Exercise task: Copy the material below line for line, without any changes. Leave out the pictures.

Material to process:

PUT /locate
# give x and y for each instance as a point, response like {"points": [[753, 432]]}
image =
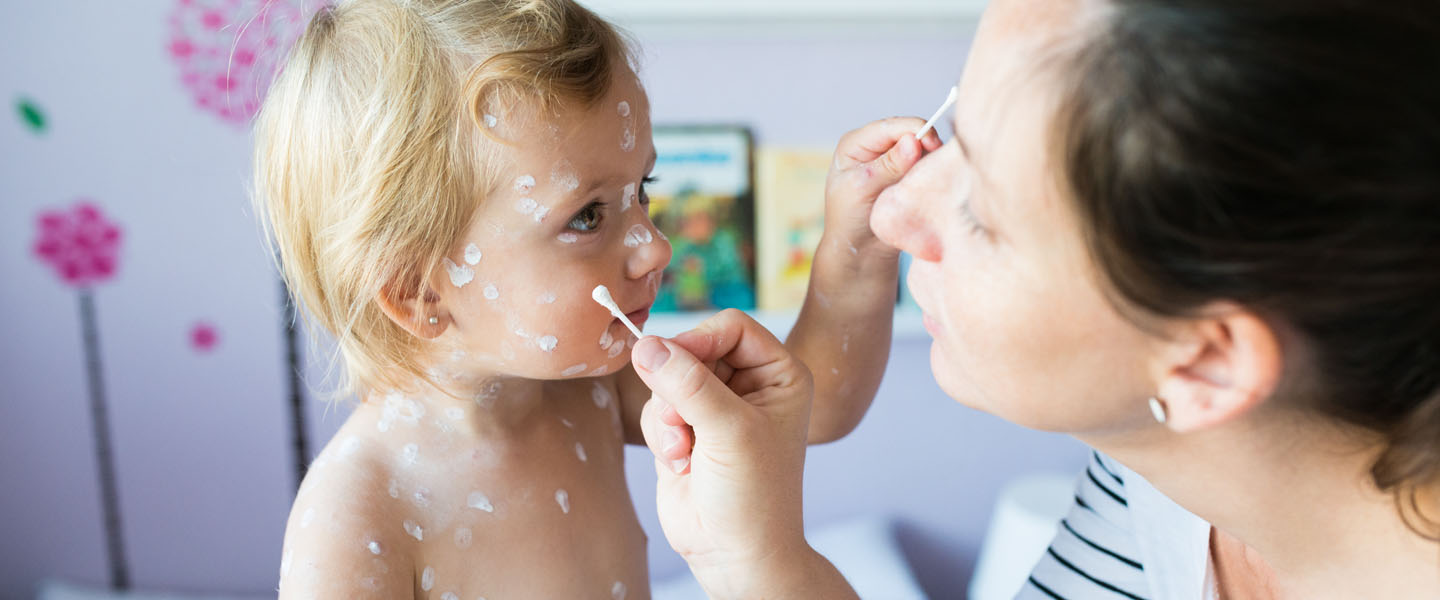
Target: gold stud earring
{"points": [[1158, 410]]}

Response to this task:
PUT /locate
# give x and y for each instance as a point, response like {"points": [[753, 432]]}
image =
Target: gold stud earring
{"points": [[1158, 410]]}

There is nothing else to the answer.